# Plans for a FITA Target Butt Stand?



## SoCal Archery D (May 7, 2008)

Hi Everyone,

Was curious if anyone had any plans they could share for a FITA Target Butt stand. I don't really care if it is a 3 or 4 leg stand but I do want to make sure that it allows the target to be presented according to FITA guidelines (tilt, center above ground, etc..).

I bought my son a Target Butt for the back yard for practice and need to build the stand now...

Many thanks in advance!


----------



## ksarcher (May 22, 2002)

This is a widely used stand. I cut 3" off the back legs and add 6" lawnmower tires to allow a one person movement.

Good luck

Sb


----------



## SoCal Archery D (May 7, 2008)

Thanks very much....

Did you build yours with 2x4s or 1x4s?


----------



## Floxter (Sep 13, 2002)

Check out the documents section of the Texas State Archery Association website. They have a couple of different plans for target stands. www.texasarchery.org


----------



## ksarcher (May 22, 2002)

++++++

◆ **Work to do**
Resume the forum thread on building a FITA target butt stand, starting right after its last line.

◆ **Records**
++++++

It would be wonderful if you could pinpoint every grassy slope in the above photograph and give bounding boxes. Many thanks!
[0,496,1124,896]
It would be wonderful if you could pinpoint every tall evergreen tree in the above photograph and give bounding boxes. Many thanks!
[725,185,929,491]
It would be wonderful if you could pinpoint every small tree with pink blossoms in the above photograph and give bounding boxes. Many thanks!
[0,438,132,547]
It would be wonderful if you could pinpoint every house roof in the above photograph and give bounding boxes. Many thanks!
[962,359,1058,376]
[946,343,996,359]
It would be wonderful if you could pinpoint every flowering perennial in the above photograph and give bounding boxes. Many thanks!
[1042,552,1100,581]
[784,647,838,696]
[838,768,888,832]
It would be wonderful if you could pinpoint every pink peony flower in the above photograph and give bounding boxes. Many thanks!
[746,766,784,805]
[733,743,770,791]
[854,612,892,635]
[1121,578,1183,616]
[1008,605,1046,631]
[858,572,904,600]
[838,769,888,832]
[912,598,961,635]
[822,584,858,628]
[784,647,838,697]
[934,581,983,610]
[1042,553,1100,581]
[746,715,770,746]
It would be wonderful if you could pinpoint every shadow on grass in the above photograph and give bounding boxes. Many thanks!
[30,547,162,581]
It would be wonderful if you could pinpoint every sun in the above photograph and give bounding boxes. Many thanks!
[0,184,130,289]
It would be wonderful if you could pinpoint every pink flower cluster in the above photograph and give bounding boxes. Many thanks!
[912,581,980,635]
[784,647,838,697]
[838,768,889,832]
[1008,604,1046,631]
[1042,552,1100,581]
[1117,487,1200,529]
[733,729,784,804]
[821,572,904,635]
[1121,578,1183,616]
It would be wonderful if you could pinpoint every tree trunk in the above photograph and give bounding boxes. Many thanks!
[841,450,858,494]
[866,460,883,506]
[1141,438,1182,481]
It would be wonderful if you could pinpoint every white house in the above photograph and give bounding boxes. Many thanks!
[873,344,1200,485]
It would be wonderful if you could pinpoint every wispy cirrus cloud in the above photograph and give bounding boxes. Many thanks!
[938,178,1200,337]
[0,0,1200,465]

++++++

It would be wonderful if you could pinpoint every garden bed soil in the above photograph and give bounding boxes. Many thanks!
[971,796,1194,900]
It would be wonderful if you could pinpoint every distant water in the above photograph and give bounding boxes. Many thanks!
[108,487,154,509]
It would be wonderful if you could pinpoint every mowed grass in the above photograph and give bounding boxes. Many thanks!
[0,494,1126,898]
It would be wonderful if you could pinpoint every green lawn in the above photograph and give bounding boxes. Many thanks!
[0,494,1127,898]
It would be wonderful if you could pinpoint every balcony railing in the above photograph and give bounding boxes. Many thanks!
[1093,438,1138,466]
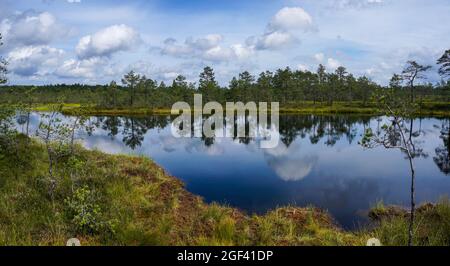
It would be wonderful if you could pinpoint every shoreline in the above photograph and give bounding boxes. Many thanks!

++++++

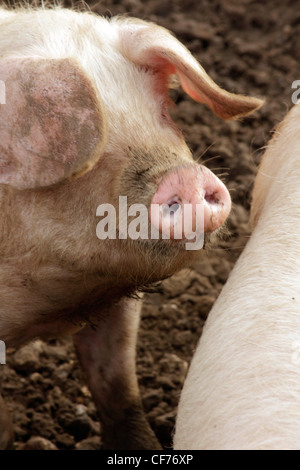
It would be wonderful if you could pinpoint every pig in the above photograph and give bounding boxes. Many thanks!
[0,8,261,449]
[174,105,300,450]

++++++

◆ **Expected answer**
I have built 8 of the stands 2 with 1x4s and 6 2x4. I have downsized the plans for 30" whitetail matts for easy portability.

This is one of the featured design on the TSAA site.

Sb


----------



## pinkfletch (Sep 16, 2002)

*Great stand design*

I have built 3 that we use for Sr. games and used 1x4's. I counterbored the places you use nuts and installed "T" nuts so the frames would fold flat for easier handling and storage. We use wing nuts where the front to rear matt support arms attach to the rear leg.


----------



## Warren11050 (May 5, 2009)

What would you use for the target face (foam type?) to shoot at, and how would it be fastened?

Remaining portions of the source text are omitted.